What is expected – In this exercise, write out the data word for word and leave every image out.

Data section –
----------------

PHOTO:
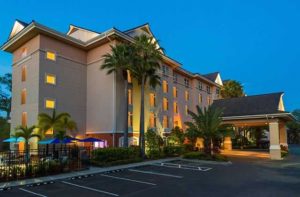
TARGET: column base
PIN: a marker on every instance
(275, 152)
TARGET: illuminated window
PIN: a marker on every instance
(24, 73)
(175, 93)
(165, 122)
(175, 107)
(23, 96)
(24, 119)
(187, 95)
(50, 79)
(186, 82)
(175, 77)
(130, 119)
(165, 104)
(50, 103)
(208, 100)
(208, 89)
(24, 52)
(129, 77)
(186, 110)
(165, 86)
(129, 97)
(152, 121)
(200, 85)
(152, 100)
(50, 56)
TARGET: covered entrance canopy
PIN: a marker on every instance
(258, 110)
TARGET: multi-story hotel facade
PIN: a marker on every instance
(52, 70)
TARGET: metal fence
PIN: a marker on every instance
(16, 165)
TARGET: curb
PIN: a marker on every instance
(77, 175)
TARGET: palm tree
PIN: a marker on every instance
(27, 133)
(207, 123)
(117, 62)
(53, 122)
(232, 89)
(145, 61)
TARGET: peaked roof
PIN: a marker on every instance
(250, 105)
(212, 76)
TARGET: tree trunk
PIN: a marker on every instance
(125, 137)
(142, 120)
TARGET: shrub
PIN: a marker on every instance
(115, 154)
(204, 156)
(173, 151)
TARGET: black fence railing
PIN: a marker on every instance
(16, 165)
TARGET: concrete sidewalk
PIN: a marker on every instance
(91, 170)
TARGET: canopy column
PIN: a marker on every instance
(275, 152)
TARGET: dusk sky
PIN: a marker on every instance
(255, 42)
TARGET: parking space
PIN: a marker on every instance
(132, 181)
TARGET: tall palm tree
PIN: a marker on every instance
(27, 133)
(117, 62)
(145, 61)
(207, 123)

----------------

Your response –
PHOTO:
TARGET: column base
PIN: a marker on every instance
(275, 152)
TARGET: illuminated window
PIN: a marker on every instance
(24, 73)
(175, 93)
(165, 122)
(175, 107)
(23, 96)
(24, 119)
(187, 95)
(50, 79)
(186, 82)
(175, 77)
(130, 119)
(165, 104)
(50, 103)
(208, 100)
(208, 89)
(24, 52)
(129, 77)
(186, 110)
(165, 86)
(129, 97)
(152, 121)
(200, 85)
(152, 100)
(50, 56)
TARGET: covered entrance canopy
PIN: a marker on every instance
(258, 110)
TARGET: multi-story hotel facade
PIN: a marker on every instance
(52, 70)
TARGET: metal fence
PIN: a marker on every instance
(16, 165)
TARGET: curb
PIN: a marker on every instance
(77, 175)
TARGET: palm tree
PIN: a marker on every instance
(27, 133)
(207, 123)
(117, 62)
(53, 122)
(232, 89)
(145, 61)
TARGET: peaked roof
PIN: a marker on every instance
(250, 105)
(212, 76)
TARGET: tree trunk
PIN: a marker on every instance
(125, 137)
(142, 120)
TARGET: shrub
PIN: a marker on every instance
(115, 154)
(204, 156)
(173, 151)
TARGET: black fence railing
PIN: a marker on every instance
(16, 165)
TARGET: concrete sidewalk
PIN: a marker on every instance
(91, 170)
TARGET: canopy column
PIN: a marker on every instance
(275, 152)
TARGET: dusk sky
PIN: a marker on every instance
(255, 42)
TARGET: parking space
PIN: a marker on every instance
(132, 181)
TARGET: tall palm tree
PIN: a marker on every instance
(27, 133)
(117, 62)
(145, 61)
(207, 123)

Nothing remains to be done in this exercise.